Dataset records
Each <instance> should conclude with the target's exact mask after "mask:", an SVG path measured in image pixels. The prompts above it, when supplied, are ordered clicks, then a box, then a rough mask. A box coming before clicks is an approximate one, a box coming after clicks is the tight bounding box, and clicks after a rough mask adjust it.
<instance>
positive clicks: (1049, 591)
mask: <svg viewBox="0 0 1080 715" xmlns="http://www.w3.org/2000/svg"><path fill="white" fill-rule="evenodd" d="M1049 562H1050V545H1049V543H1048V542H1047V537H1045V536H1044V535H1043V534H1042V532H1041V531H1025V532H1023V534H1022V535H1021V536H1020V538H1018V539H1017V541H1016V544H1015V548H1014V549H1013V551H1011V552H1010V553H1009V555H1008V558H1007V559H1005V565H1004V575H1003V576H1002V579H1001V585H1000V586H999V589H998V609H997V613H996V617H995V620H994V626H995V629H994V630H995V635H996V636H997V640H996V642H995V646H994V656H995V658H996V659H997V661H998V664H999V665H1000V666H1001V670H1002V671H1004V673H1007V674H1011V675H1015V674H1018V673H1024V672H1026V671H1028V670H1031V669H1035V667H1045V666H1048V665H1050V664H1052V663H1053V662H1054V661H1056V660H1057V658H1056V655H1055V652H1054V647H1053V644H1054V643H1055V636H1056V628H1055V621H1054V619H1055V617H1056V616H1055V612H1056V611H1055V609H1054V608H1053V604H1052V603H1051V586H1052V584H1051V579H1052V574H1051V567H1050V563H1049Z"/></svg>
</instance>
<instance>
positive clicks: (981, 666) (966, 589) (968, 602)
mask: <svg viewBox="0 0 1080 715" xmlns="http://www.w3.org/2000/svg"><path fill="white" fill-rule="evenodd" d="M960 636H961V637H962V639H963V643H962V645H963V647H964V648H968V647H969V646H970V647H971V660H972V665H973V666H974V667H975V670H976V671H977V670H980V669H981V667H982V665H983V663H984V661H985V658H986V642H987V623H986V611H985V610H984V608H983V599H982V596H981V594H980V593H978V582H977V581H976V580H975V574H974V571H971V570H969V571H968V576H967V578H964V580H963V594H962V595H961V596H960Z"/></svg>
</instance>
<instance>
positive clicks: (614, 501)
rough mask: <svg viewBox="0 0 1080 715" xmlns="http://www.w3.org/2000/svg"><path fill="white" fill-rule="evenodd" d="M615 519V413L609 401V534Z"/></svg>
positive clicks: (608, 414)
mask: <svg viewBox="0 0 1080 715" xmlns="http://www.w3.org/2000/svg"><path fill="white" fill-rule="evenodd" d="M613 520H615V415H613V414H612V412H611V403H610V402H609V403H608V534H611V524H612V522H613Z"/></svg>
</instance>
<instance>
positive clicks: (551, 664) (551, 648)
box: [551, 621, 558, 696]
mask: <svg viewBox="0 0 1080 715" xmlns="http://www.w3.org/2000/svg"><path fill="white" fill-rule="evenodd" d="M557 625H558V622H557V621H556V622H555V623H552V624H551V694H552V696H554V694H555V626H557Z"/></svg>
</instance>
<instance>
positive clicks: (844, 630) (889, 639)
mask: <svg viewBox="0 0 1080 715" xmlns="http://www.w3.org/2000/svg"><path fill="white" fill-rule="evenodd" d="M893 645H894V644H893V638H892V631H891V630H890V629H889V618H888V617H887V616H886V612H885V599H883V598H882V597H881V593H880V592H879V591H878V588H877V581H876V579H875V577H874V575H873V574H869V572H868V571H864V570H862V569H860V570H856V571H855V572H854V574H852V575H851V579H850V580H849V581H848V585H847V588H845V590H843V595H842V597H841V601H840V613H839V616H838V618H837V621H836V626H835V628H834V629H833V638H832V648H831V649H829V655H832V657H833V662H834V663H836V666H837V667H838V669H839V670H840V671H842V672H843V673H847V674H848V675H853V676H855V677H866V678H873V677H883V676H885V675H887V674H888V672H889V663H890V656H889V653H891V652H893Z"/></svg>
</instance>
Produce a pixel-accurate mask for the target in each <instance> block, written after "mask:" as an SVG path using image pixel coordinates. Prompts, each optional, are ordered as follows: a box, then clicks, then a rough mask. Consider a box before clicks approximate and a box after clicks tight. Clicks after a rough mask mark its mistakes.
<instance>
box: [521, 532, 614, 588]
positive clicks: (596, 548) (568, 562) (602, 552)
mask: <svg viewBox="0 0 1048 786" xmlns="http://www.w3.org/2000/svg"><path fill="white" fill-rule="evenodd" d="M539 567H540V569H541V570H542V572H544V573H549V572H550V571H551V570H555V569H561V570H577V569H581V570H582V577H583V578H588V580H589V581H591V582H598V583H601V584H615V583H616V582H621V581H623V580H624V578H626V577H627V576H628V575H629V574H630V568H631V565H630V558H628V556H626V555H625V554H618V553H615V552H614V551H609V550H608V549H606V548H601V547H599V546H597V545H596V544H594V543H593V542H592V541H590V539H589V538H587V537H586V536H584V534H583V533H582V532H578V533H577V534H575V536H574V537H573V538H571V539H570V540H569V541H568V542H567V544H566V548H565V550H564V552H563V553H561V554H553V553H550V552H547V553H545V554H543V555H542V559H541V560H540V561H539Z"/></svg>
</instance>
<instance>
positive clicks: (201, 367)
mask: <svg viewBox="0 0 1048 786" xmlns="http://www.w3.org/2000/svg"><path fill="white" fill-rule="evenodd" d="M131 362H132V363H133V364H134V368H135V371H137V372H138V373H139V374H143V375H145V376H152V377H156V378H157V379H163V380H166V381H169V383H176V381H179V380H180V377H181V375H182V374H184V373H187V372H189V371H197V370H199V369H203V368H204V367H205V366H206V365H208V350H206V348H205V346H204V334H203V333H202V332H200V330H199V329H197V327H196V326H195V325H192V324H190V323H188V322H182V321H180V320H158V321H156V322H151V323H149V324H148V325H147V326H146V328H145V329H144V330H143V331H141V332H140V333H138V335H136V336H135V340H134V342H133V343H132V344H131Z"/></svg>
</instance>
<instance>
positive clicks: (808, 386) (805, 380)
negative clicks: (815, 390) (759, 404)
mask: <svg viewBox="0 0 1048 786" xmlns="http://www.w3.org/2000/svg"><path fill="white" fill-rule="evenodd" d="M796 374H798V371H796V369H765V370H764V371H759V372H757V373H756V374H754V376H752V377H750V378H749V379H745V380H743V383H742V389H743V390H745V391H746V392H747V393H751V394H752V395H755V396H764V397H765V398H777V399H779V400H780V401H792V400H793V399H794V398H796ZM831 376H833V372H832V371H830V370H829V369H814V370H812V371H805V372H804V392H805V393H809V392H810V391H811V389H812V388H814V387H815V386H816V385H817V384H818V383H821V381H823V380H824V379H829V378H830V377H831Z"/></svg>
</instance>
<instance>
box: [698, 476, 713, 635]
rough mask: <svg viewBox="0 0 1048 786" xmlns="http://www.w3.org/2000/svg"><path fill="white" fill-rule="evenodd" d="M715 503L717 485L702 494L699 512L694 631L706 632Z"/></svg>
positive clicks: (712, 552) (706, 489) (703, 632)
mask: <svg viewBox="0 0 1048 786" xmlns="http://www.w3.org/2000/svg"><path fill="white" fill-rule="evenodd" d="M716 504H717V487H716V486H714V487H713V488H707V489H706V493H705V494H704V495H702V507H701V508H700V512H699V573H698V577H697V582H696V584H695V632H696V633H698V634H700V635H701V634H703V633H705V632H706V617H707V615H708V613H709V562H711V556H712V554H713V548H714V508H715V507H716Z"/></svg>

**Task instructions**
Give all the entries again exactly; leave none out.

**Task result**
Each <instance> should conclude with the target's exact mask after "mask:", an SVG path measured in image pixels. The prompts above it, when supplied, are ordered clicks, then a box, then a rough mask. A box coming before clicks is an approximate one, a box coming after clicks is the tight bounding box, and clicks after a rough mask adjust it.
<instance>
positive clicks: (1049, 591)
mask: <svg viewBox="0 0 1080 715" xmlns="http://www.w3.org/2000/svg"><path fill="white" fill-rule="evenodd" d="M1049 562H1050V545H1049V543H1048V542H1047V537H1045V536H1044V535H1043V534H1042V532H1041V531H1025V532H1023V534H1022V535H1021V536H1020V538H1018V539H1017V541H1016V544H1015V548H1014V549H1013V551H1011V552H1010V553H1009V555H1008V558H1007V559H1005V565H1004V575H1003V576H1002V579H1001V585H1000V586H999V589H998V609H997V613H996V617H995V620H994V626H995V629H994V630H995V635H996V636H997V640H996V642H995V646H994V656H995V658H996V659H997V661H998V664H999V665H1000V666H1001V670H1002V671H1004V673H1007V674H1011V675H1015V674H1018V673H1024V672H1026V671H1028V670H1031V669H1035V667H1045V666H1048V665H1050V664H1052V663H1053V662H1054V661H1056V660H1057V658H1056V655H1055V652H1054V647H1053V644H1054V643H1055V636H1056V628H1055V621H1054V619H1055V617H1056V616H1055V612H1056V611H1055V609H1054V608H1053V604H1052V603H1051V586H1052V584H1051V579H1052V574H1051V567H1050V563H1049Z"/></svg>
</instance>
<instance>
positive clicks: (981, 666) (966, 589) (968, 602)
mask: <svg viewBox="0 0 1080 715" xmlns="http://www.w3.org/2000/svg"><path fill="white" fill-rule="evenodd" d="M960 636H961V637H962V639H963V643H962V645H963V647H964V648H968V647H969V646H970V647H971V660H972V665H973V666H974V667H975V670H976V671H977V670H980V669H981V667H982V665H983V663H984V661H985V658H986V642H987V623H986V611H985V610H984V608H983V599H982V596H981V594H980V593H978V582H977V581H976V580H975V574H974V571H971V570H969V571H968V576H967V578H964V580H963V594H962V595H961V596H960Z"/></svg>
</instance>
<instance>
positive clicks: (614, 501)
rough mask: <svg viewBox="0 0 1080 715" xmlns="http://www.w3.org/2000/svg"><path fill="white" fill-rule="evenodd" d="M615 519V413L609 401V534Z"/></svg>
positive clicks: (608, 414)
mask: <svg viewBox="0 0 1080 715" xmlns="http://www.w3.org/2000/svg"><path fill="white" fill-rule="evenodd" d="M613 520H615V415H613V414H612V412H611V403H610V402H609V403H608V534H611V524H612V522H613Z"/></svg>
</instance>
<instance>
positive clicks: (551, 664) (551, 648)
box: [551, 621, 558, 696]
mask: <svg viewBox="0 0 1080 715" xmlns="http://www.w3.org/2000/svg"><path fill="white" fill-rule="evenodd" d="M557 625H558V622H557V621H556V622H555V623H552V624H551V694H552V696H554V694H555V626H557Z"/></svg>
</instance>
<instance>
positive clicks: (844, 630) (889, 639)
mask: <svg viewBox="0 0 1080 715" xmlns="http://www.w3.org/2000/svg"><path fill="white" fill-rule="evenodd" d="M893 645H894V644H893V638H892V631H891V630H890V629H889V618H888V617H887V616H886V612H885V599H883V598H882V597H881V593H880V592H879V591H878V588H877V581H876V579H875V577H874V575H873V574H869V572H868V571H864V570H862V569H860V570H856V571H855V572H854V574H852V575H851V579H850V580H849V581H848V585H847V588H845V590H843V595H842V597H841V601H840V613H839V616H838V618H837V621H836V626H835V628H834V629H833V638H832V648H831V649H829V655H832V657H833V662H834V663H836V666H837V667H838V669H839V670H840V671H842V672H843V673H847V674H848V675H853V676H855V677H866V678H873V677H883V676H885V675H887V674H888V672H889V663H890V656H889V653H891V652H893Z"/></svg>
</instance>
Produce a pixel-accurate mask for the target in each <instance> block, written after "mask:" as an SVG path using image pixel coordinates. Prompts, each optional, are ordered as follows: a box, then clicks, then a rough mask. Consider a box before clicks approximate and a box after clicks tight. Clicks after a rough mask mark its mistakes.
<instance>
box: [521, 532, 614, 588]
positive clicks: (596, 548) (568, 562) (602, 552)
mask: <svg viewBox="0 0 1048 786" xmlns="http://www.w3.org/2000/svg"><path fill="white" fill-rule="evenodd" d="M539 567H540V569H541V570H542V572H544V573H549V572H550V571H551V570H555V569H561V570H577V569H581V570H582V577H583V578H588V580H589V581H591V582H598V583H601V584H615V583H616V582H621V581H623V580H624V578H626V577H627V576H628V575H629V574H630V568H631V565H630V558H628V556H626V555H625V554H618V553H615V552H614V551H609V550H608V549H606V548H601V547H599V546H597V545H596V544H594V543H593V542H592V541H590V539H589V538H587V537H586V536H584V534H583V533H582V532H578V533H577V534H575V536H574V537H573V538H571V539H570V540H569V541H568V542H567V544H566V548H565V550H564V552H563V553H561V554H553V553H550V552H547V553H545V554H543V555H542V559H541V560H540V561H539Z"/></svg>
</instance>
<instance>
positive clicks: (201, 367)
mask: <svg viewBox="0 0 1048 786" xmlns="http://www.w3.org/2000/svg"><path fill="white" fill-rule="evenodd" d="M131 362H132V363H133V364H134V368H135V371H137V372H138V373H139V374H143V375H145V376H152V377H156V378H157V379H163V380H166V381H169V383H176V381H179V380H180V377H181V375H182V374H184V373H187V372H189V371H197V370H199V369H203V368H204V367H205V366H206V365H208V350H206V348H205V346H204V334H203V333H202V332H200V330H199V329H197V327H196V326H195V325H192V324H190V323H188V322H182V321H180V320H158V321H156V322H151V323H149V324H148V325H147V326H146V328H145V329H144V330H143V331H141V332H140V333H138V335H136V336H135V340H134V342H133V343H132V344H131Z"/></svg>
</instance>
<instance>
positive clicks: (808, 386) (805, 380)
negative clicks: (815, 390) (759, 404)
mask: <svg viewBox="0 0 1048 786" xmlns="http://www.w3.org/2000/svg"><path fill="white" fill-rule="evenodd" d="M796 374H798V371H796V369H765V370H764V371H759V372H757V373H756V374H754V376H752V377H750V378H749V379H745V380H743V383H742V389H743V390H745V391H746V392H747V393H751V394H752V395H755V396H764V397H765V398H777V399H779V400H780V401H792V400H793V399H794V398H796ZM831 376H833V372H832V371H830V370H829V369H814V370H812V371H805V372H804V392H805V393H809V392H810V391H811V389H812V388H814V387H815V386H816V385H817V384H818V383H821V381H823V380H824V379H829V378H830V377H831Z"/></svg>
</instance>
<instance>
box: [698, 476, 713, 635]
rough mask: <svg viewBox="0 0 1048 786" xmlns="http://www.w3.org/2000/svg"><path fill="white" fill-rule="evenodd" d="M715 503L717 485L702 494L699 512L694 631L706 632Z"/></svg>
positive clicks: (712, 552) (706, 489) (703, 632)
mask: <svg viewBox="0 0 1048 786" xmlns="http://www.w3.org/2000/svg"><path fill="white" fill-rule="evenodd" d="M716 504H717V487H716V486H714V487H713V488H707V489H706V493H705V494H704V495H702V507H701V508H700V512H699V573H698V577H697V582H696V584H695V632H696V633H698V634H700V635H701V634H703V633H705V632H706V617H707V615H708V613H709V562H711V556H712V554H713V548H714V508H715V507H716Z"/></svg>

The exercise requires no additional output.